§ Trecho do texto:
▶

Quem, Marília, despreza uma beleza,

A luz da razão precisa;
E se tem discurso, pisa

A lei, que lhe ditou a Natureza.”

De acordo com Alfredo Bosi, há uma retomada da mitologia grega em Suspiros Poéticos e Saudades, no trecho de “As ruínas de Roma abaixo, remete àquela que verificamos também em Marília de Dirceu, Lira III, apresentada a seguir:

"Cupido entrou no Céu. O grande Jove
Uma vez se mudou em chuva de ouro;
Outras vezes tomou as várias formas
De General de Tebas, velha, e touro.
O próprio Deus da Guerra desumano

Não viveu de amor ileso;
Quis a Vênus, e foi preso

Na rede, que lhe armou o Deus Vulcano.”

Tomás A. Gonzaga

“Ah! saiamos daqui, que profanado
Foi este monte, habitação dos Grachos,
E do imortal filósofo de Túsculo,
Pelo mais ruim tirano.
Eis seu palácio de ouro;
Nero aqui se entregava aos seus delírios.
Lá palideja ao longe aquela torre
Como um fantasma ao clarear da lua!
Ali ria-se Nero
Com satânicos olhos cintilantes,
Nos quais de Roma a imagem se pintava
Envolta em crepitantes labaredas,
E o povo que expirava emaranhado
Entre as ondas de fogo, e de fumaça.”

Gonçalves de Magalhães

Convém salientar que, na parte “Os suspiros da pátria” transparece o sofrimento do eu lírico por encontrar-se longe dos encantos e maravilhas de sua pátria. Neste momento, podemos verificar um nacionalismo exacerbado, que beira ao ufanismo, pois há uma comparação dela com a figura maternal e o autor procura personificá-la a fim de demonstrar um sofrimento mútuo, ou seja, tanto dele, quanto de sua terra natal. O trecho: “Só uma mãe malfadada/ Que vê seus filhos lutando,/ Nos céus os olhos fitando,/ Assim pode suspirar”, verifica-se tal comparação.

Já em “A infância”, pode-se notar o espírito romântico no tocante fuga da realidade. O eu lírico expressa através de lembranças desta fase da vida, um certo saudosismo e o desejo de evasão.

“Oh minha infância! Oh estação de flores!
De inocente ilusão alva saudosa!
Inda hoje te apresentas
Ante mim, como a imagem deleitosa
De um sonho que encantou-me a fantasia,
Ou como a aurora de um formoso dia.”

(...)

“Oh quão perto a velhice está da infância!
E quão perto da infância a morte adeja!”

Por mais que haja claras diferenças estéticas entre a poesia árcade e a poesia romântica, Antônio Cândido, em “Iniciação à Literatura Brasileira”, considera que há uma “continuidade histórica, pois ambos são momentos solidários na formação de um sistema literário e no desejo de ver uma produção regular funcionando na pátria”. A partir da chegada da Família Real em 1808 e a implantação da Imprensa na capital, propiciou o início de uma independência no que diz respeito à fazer Literatura.

Cândido ainda acrescenta que enquanto o Arcadismo há um predomínio do cosmopolitismo que por sua vez está ligado “às modas literárias da Europa”, o que possibilitou que a população que ele vai denominar como “inculta”, absorvesse tão bem ao modelo artístico. E considera que “o Arcadismo continuou os esboços particulares que vinham do passado local, dando importância relevante tanto ao índio e ao contato de culturas, quanto à descrição da natureza, mesmo que fosse em termos clássicos, como o recurso à metamorfose e às referências pastorais.

◀

Registros sobre a localização de itens nomeados:

▶

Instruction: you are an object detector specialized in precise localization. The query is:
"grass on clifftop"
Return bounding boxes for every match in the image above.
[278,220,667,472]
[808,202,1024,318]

◀

§ Enunciado da tarefa:
Copie o texto sobre Arcadismo e Romantismo a partir das palavras "Cândido ainda acrescenta", parando logo após "às referências pastorais.", e troque "cosmopolitismo" por "universalismo". Os registros constituem um material independente do texto.

§ Resposta do exercício:
Cândido ainda acrescenta que enquanto o Arcadismo há um predomínio do universalismo que por sua vez está ligado “às modas literárias da Europa”, o que possibilitou que a população que ele vai denominar como “inculta”, absorvesse tão bem ao modelo artístico. E considera que “o Arcadismo continuou os esboços particulares que vinham do passado local, dando importância relevante tanto ao índio e ao contato de culturas, quanto à descrição da natureza, mesmo que fosse em termos clássicos, como o recurso à metamorfose e às referências pastorais.